● REQUIRED WORK:
Stop after the line that contains "column 362, row 20"; until then, restate each line of the entries word for word from the very first.

== == ==

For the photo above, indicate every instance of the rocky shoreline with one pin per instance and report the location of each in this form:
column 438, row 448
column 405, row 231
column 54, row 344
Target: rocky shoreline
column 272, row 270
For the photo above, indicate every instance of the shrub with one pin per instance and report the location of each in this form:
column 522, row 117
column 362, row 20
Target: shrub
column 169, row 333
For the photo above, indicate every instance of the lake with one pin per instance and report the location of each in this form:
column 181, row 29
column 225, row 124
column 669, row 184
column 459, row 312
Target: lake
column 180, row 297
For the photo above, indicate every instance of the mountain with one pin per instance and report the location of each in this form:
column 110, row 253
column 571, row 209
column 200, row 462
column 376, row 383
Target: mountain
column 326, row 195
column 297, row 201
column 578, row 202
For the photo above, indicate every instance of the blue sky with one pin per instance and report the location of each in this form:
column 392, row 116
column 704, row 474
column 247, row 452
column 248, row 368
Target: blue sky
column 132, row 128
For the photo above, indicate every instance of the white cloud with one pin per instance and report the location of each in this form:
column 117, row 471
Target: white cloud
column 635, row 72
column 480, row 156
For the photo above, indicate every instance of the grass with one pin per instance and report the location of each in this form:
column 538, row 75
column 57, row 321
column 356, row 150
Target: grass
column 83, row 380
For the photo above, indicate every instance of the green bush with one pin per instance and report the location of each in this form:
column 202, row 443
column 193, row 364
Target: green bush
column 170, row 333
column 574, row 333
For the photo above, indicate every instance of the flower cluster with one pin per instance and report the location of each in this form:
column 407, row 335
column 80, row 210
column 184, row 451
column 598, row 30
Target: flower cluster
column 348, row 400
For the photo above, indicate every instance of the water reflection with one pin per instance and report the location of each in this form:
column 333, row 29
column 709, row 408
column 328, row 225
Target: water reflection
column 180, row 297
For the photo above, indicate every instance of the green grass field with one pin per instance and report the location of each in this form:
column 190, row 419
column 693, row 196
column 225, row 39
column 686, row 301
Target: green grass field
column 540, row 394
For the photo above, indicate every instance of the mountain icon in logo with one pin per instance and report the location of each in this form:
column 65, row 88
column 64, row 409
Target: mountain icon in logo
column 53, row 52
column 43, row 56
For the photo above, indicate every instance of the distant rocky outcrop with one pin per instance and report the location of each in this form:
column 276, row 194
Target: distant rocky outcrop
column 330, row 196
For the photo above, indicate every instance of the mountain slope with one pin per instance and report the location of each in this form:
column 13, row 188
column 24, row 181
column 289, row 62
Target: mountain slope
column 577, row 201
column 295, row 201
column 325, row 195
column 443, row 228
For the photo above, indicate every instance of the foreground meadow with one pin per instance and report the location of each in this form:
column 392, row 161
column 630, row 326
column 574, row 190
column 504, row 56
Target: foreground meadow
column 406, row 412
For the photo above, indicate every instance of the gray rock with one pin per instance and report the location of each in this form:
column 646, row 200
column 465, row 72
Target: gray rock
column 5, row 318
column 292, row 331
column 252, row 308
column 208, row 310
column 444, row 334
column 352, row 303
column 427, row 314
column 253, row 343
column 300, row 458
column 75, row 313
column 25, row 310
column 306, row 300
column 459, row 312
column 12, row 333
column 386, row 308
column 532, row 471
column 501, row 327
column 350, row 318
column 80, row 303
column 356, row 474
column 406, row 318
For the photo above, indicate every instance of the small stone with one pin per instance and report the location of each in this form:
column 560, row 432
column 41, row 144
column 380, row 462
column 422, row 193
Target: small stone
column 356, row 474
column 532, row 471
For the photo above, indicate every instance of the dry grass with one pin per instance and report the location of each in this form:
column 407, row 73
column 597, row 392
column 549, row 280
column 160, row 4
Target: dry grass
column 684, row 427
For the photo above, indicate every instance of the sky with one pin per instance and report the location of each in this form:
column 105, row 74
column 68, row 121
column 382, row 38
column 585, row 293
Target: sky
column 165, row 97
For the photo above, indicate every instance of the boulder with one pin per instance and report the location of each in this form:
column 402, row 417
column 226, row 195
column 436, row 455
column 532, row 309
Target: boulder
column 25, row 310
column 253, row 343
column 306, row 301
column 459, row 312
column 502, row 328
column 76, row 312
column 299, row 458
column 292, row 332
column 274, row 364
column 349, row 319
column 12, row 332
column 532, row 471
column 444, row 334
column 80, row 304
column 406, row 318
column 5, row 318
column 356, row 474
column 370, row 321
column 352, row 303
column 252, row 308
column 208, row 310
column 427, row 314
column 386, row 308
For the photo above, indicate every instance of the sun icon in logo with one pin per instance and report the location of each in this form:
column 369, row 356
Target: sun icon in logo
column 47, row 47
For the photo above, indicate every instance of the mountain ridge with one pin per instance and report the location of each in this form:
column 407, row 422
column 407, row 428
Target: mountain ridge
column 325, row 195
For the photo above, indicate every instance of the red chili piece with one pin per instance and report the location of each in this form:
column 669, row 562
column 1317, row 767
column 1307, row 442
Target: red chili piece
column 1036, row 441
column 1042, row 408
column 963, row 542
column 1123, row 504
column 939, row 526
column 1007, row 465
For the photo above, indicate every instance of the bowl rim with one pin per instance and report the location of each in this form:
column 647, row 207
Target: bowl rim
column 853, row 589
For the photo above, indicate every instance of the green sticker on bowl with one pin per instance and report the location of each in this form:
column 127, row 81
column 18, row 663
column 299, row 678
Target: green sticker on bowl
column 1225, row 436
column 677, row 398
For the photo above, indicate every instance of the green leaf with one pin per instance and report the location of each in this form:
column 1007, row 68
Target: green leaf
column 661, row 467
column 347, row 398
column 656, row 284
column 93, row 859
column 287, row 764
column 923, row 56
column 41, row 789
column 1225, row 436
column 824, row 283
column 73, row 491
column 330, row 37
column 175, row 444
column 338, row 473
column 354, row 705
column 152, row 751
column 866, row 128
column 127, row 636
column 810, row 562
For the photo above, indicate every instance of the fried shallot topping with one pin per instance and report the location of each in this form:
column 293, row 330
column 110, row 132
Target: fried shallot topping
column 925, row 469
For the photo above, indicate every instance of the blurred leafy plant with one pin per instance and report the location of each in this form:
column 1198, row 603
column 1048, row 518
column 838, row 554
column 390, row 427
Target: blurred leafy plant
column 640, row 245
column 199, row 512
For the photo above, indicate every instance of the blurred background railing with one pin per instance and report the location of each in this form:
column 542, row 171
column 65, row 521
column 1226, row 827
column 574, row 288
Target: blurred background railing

== == ==

● ANSWER:
For the photo above, indicate every instance of the rocky shoreline with one pin per instance and report the location of each in this form:
column 438, row 448
column 405, row 231
column 54, row 344
Target: rocky shoreline
column 272, row 270
For the photo above, indicate every instance of the shrub with one pin per instance and report the location of each in this form:
column 522, row 117
column 362, row 20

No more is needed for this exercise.